:: RECORDS FOR PROCESSING

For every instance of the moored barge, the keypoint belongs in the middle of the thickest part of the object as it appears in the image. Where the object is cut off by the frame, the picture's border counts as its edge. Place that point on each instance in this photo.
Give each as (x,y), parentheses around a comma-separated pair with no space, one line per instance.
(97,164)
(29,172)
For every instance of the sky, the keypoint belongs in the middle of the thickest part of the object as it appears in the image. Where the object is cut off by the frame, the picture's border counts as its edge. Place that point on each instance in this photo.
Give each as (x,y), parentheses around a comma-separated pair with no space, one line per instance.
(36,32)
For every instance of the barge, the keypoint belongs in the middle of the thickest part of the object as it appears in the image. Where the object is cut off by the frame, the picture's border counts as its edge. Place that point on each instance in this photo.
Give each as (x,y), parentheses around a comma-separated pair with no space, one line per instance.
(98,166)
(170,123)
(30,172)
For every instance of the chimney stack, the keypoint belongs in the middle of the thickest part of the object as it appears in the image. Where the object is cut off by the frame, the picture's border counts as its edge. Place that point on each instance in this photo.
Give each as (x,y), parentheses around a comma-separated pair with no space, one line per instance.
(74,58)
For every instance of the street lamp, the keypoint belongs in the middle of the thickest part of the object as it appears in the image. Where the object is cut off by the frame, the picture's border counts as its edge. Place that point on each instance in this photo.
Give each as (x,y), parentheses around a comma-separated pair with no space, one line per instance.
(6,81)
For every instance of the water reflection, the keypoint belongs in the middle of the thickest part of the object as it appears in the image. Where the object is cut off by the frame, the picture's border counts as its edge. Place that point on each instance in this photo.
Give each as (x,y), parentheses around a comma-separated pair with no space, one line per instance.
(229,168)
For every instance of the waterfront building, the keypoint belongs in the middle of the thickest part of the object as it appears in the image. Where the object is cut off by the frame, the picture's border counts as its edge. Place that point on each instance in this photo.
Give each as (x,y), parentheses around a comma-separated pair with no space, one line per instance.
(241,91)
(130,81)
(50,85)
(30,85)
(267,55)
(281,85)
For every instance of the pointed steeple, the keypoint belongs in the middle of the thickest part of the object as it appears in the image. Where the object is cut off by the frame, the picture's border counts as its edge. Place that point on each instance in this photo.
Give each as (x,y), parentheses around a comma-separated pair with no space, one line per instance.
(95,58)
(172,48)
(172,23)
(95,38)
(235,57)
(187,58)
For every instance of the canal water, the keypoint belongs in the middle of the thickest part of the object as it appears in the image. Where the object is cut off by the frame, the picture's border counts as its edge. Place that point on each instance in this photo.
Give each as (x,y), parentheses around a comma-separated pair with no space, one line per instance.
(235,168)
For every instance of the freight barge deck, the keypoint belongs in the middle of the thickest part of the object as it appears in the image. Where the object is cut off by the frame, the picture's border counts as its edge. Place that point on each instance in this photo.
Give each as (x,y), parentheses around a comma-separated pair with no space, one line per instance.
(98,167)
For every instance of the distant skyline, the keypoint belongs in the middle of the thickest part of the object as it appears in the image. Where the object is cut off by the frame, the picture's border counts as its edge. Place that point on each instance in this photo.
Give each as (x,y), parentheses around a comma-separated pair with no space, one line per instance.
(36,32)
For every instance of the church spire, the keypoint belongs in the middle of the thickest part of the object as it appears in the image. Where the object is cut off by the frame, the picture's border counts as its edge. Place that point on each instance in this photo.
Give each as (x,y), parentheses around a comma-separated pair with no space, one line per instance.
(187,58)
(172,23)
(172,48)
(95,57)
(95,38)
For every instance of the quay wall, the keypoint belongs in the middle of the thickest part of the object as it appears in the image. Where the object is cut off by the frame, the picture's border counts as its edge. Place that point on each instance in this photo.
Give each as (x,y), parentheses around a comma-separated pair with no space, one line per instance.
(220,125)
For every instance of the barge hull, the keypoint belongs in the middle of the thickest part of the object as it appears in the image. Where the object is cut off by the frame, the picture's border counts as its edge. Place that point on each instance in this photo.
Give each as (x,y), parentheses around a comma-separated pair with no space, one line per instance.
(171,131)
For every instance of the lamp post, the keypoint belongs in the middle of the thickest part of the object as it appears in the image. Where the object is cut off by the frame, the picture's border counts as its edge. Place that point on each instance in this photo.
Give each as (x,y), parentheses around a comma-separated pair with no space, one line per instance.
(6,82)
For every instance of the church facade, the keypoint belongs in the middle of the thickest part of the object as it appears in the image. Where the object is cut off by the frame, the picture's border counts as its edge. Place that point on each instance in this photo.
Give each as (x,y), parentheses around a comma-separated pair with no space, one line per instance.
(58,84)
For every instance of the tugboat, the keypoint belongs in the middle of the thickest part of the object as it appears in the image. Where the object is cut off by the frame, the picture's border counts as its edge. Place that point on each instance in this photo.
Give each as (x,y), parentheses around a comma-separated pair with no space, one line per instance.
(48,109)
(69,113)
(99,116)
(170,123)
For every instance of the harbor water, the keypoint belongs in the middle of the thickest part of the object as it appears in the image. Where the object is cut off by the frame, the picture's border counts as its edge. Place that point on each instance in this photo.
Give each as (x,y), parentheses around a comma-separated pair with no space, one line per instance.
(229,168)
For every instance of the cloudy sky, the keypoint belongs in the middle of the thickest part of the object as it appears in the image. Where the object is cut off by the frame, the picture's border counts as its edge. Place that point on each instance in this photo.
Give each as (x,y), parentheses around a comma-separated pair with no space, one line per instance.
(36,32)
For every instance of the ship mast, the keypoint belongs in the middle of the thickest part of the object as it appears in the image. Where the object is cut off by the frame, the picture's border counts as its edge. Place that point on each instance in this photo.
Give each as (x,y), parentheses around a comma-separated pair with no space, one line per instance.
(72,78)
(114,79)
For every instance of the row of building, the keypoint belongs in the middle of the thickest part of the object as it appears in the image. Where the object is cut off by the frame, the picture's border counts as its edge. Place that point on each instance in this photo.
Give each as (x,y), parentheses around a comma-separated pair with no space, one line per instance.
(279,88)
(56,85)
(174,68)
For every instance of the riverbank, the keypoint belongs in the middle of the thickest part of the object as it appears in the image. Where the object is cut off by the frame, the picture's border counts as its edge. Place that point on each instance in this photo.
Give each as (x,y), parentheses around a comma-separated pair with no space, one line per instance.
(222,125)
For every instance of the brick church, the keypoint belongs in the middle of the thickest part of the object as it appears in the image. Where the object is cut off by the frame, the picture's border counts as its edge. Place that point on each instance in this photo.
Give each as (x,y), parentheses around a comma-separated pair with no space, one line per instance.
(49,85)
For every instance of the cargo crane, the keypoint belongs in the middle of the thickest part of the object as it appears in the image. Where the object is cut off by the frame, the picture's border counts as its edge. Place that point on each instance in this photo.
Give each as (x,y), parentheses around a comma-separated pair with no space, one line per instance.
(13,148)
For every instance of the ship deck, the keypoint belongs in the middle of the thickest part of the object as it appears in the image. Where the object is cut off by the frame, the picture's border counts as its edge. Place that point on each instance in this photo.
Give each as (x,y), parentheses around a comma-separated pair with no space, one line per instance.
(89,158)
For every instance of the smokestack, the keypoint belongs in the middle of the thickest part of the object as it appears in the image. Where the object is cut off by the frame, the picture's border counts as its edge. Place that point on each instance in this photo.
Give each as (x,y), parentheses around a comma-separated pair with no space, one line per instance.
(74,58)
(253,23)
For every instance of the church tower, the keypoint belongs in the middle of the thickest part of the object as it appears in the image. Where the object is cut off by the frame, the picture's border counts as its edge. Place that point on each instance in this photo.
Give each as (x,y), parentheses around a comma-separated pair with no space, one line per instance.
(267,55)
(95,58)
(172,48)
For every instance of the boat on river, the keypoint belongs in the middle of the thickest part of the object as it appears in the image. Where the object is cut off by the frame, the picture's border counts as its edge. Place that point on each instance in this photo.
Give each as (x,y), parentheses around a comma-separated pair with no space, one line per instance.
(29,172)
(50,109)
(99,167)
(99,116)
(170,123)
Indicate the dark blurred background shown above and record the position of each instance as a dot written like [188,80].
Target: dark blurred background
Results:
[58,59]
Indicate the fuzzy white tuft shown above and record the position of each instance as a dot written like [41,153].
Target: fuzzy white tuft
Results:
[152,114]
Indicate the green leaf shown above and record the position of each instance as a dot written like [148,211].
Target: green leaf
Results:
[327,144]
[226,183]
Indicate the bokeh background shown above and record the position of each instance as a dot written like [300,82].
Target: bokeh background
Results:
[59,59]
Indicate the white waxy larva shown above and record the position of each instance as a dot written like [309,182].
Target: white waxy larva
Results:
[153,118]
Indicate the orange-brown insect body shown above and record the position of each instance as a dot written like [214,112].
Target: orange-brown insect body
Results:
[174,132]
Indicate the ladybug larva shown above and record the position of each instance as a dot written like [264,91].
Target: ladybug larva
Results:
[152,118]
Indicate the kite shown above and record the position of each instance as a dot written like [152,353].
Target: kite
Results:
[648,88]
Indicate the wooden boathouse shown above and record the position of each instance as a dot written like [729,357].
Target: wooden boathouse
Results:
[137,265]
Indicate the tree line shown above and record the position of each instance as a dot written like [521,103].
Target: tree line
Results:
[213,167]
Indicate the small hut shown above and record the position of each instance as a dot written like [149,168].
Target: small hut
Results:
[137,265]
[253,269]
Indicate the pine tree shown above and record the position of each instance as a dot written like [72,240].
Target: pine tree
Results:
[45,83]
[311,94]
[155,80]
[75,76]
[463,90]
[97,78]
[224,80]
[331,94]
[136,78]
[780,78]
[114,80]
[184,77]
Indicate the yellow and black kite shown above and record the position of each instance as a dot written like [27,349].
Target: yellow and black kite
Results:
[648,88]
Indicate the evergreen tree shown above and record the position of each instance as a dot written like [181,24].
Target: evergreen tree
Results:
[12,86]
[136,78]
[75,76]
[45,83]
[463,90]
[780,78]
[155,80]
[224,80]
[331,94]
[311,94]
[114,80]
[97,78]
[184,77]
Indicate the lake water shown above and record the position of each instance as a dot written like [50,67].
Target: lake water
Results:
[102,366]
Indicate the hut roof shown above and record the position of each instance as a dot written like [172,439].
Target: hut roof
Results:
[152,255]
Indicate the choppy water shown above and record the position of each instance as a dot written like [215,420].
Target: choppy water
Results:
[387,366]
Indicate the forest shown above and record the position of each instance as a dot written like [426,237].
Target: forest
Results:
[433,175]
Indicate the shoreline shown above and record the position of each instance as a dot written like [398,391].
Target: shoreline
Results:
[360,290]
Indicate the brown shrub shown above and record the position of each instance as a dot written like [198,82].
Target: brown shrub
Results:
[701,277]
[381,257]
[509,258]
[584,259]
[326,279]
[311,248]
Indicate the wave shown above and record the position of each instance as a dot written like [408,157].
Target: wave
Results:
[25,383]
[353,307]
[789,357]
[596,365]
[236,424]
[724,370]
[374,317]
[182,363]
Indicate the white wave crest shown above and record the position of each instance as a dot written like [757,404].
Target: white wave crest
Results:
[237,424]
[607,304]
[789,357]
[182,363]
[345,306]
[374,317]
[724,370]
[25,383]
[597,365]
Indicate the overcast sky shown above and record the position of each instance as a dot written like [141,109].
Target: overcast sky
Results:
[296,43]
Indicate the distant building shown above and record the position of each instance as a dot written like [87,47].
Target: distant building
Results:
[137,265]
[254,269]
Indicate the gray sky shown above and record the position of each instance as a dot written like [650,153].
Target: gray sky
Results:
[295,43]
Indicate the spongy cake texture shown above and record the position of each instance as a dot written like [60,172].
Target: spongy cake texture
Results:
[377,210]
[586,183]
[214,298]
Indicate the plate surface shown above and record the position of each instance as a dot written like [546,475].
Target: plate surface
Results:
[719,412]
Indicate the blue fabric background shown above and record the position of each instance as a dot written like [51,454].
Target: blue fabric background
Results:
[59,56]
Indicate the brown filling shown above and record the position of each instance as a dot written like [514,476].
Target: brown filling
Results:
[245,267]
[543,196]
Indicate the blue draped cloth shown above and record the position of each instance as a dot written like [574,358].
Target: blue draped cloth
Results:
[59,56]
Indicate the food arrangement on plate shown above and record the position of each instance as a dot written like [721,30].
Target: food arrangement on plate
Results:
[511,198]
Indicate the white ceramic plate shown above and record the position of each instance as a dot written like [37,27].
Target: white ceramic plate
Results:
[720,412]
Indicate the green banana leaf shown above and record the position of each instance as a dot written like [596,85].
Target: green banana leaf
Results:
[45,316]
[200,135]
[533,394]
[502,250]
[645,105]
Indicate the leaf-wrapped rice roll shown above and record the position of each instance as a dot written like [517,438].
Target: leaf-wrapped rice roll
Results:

::::

* _TASK OBJECTIVE_:
After reading the entries above, state the number of lines that contain the word "pine", adding nothing else.

* _SOLUTION BELOW_:
2